• TASK
From the text on Cambodian temples below, list every individual temple it names at Koh Ker.

• TEXT PROVIDED
────────────────

Get there: Preah Khan is connected to Beng Mealea and Angkor by an ancient Angkorian road with elaborate stone bridges spanning the many rivers, including 77m Spean Ta Ong with 15 arches and two guardian nagas, a sight to behold in the midst of the jungle. Access is by 4WD or dirt bike during the dry season and it can be approached from Siem Reap, Kompong Thom or Tbeng Meanchey. It is best undertaken as a two-day trip with an overnight in the nearby village of Ta Seng, but could just about be done as a
day trip from Kompong Thom or Tbeng Meanchey.
Why choose? For majestic sunsets
in a stunning location
What’s there? The mountaintop temple of Preah Vihear is breathtaking, clinging to the cliffs
of the Dangkrek Mountains. The foundation stones spill over the cliff as it falls precipitously to the plains below, the views over northern Cambodia seemingly infinite on a clear day. Sunrise or sunset from here is a humbling experience, made more majestic by the silence and solitude.
Where? 247km from Siem Reap
Need to know: Plan on a night here, as access from the Thai side is between 9am and 5pm, so there is plenty of time to have the temple to yourself. Entry currently costs US$5 from the Cambodian side; there is a 200B park fee for those entering from Thailand.
Get there: The fastest route is via the new toll road to Koh Ker (six hours in the dry season by 4WD or dirt bike). It is possible to make a loop back to Siem Reap on the old road via Anlong Veng, the last stronghold of the Khmer Rouge until 1998.
Why choose? For tonnes of big temples without the tourists
What’s there? In the 10th century, Jayavarman IV threw his toys out of the pram, stormed off to the north-west and established the rival capital of Koh Ker. Here, he was determined to legitimise his rule through a prolific building programme that left a legacy of 30 major temples and some huge sculptures – now on display in the National Museum in Phnom Penh.
The most striking structure at Koh Ker is Prasat Thom, a seven-storey step pyramid, more Mayan than Khmer, with commanding views over the surrounding forest. Nearby is Prasat Krahom (Red Temple), named after the pinkish Banteay Srei-style stone from which it is built.
There are many more temples in the era, including the five towers of Prasat Ling, each enclosing a giant linga (fertility symbol) – the biggest and best seen in situ in Cambodia.
Where? 146km from Siem Reap.
Need to know: It currently costs US$10 to visit Koh Ker if using the toll road
Get there: Doable as a day trip from Siem Reap thanks to the new toll road linking it with Beng Mealea: it is two hours by car or dirt bike in the dry season. Temple enthusiasts may prefer to overnight here to take in a sunset or sunrise and explore the satellite temples in more depth.
Why choose? For spectacular carvings amid the jungle
What’s there? Another creation from Cambodia’s most dedicated builder Jayavarman VII, this temple was the focus of a major city in the 13th century. Abandoned to the jungle for years, it has only recently been cleared, revealing superb carvings on the outer walls, as well as the enigmatic faces of Avalokiteshvara, as seen to superb effect at the Bayon in Angkor Thom.
Tragically, Banteay Chhmar was subjected to much looting in the late 1990s, but many exquisite carvings remain, including ‘Lok Sam Pi’ or the ‘man with 32 hands’.
Where? 150km from Siem Reap
Need to know: Food and drink are available at Banteay Chhmar village.
Get there: Take the road via Sisophon, which varies from good to downright appalling depending on the season. It usually takes about four hours and can be undertaken as a long day trip or as a two-day trip with an overnight in Sisophon.

────────────────

• THE DATA
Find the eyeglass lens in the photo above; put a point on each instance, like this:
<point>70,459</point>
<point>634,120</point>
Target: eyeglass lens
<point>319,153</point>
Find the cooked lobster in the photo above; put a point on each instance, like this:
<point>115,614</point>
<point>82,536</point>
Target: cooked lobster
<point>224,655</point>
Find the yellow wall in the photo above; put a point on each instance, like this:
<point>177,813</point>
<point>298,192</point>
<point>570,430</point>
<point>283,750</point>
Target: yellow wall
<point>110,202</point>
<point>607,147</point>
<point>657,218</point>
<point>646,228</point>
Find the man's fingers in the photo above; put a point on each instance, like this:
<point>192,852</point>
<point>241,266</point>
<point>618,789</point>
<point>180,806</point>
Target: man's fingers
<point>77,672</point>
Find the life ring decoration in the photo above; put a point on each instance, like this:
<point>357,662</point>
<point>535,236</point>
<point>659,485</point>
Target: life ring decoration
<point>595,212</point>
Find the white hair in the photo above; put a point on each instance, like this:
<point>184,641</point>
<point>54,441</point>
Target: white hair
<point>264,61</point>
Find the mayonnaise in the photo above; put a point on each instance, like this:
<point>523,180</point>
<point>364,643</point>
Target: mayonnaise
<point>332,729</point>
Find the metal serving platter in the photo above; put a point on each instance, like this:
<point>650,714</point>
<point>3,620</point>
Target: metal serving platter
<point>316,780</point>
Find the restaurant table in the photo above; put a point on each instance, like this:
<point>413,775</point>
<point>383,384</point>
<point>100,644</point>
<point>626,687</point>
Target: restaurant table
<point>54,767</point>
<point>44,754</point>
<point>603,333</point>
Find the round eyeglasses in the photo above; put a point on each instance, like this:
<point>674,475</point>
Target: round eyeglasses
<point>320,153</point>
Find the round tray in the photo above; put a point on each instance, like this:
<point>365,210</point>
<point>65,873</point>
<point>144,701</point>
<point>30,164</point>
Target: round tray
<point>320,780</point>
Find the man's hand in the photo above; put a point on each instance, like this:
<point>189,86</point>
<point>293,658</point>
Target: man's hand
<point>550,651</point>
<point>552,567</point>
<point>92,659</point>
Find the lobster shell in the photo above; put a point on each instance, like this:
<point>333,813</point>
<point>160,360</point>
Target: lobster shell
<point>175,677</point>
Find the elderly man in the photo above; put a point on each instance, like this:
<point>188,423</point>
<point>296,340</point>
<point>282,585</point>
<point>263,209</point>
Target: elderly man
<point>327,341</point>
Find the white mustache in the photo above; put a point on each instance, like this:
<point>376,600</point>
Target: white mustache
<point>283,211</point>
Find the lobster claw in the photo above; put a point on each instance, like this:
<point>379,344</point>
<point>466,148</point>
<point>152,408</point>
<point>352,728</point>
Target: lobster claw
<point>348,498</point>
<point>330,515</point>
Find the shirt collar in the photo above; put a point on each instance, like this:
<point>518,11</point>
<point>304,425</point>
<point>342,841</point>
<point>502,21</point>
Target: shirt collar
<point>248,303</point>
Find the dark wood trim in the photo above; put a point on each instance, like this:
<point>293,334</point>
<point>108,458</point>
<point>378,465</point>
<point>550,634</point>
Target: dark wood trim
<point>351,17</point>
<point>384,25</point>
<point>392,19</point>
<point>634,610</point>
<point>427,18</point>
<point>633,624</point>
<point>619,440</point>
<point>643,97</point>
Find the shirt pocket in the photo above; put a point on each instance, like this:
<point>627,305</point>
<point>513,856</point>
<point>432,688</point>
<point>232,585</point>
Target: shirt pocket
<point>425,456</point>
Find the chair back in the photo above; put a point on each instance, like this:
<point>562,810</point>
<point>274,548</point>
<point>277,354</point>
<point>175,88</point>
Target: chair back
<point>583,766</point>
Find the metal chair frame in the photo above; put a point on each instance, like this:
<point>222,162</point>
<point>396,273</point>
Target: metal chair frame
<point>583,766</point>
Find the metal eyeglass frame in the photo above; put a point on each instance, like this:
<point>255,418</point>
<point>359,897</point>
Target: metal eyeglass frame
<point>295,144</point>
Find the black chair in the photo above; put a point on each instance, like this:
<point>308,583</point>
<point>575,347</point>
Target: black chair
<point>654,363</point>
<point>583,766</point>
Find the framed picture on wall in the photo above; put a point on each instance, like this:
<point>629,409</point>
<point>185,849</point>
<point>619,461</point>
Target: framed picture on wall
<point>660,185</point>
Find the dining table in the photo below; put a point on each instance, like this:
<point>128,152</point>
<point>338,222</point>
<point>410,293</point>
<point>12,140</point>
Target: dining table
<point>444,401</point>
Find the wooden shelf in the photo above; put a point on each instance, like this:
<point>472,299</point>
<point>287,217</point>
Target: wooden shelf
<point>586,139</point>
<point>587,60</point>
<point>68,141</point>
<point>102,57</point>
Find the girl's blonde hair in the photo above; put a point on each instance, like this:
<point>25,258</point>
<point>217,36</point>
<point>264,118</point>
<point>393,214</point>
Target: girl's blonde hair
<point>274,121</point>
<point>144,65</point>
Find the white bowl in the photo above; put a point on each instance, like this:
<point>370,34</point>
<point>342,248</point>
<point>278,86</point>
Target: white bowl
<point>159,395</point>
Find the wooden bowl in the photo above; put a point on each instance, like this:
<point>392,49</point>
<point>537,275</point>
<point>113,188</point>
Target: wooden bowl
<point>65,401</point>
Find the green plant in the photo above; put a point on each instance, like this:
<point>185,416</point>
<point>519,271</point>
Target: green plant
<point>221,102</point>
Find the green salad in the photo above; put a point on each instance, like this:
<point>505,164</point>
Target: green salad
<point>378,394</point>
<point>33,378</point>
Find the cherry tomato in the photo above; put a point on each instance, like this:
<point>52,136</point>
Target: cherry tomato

────────────────

• EXERCISE OUTPUT
Prasat Thom, Prasat Krahom (Red Temple), Prasat Ling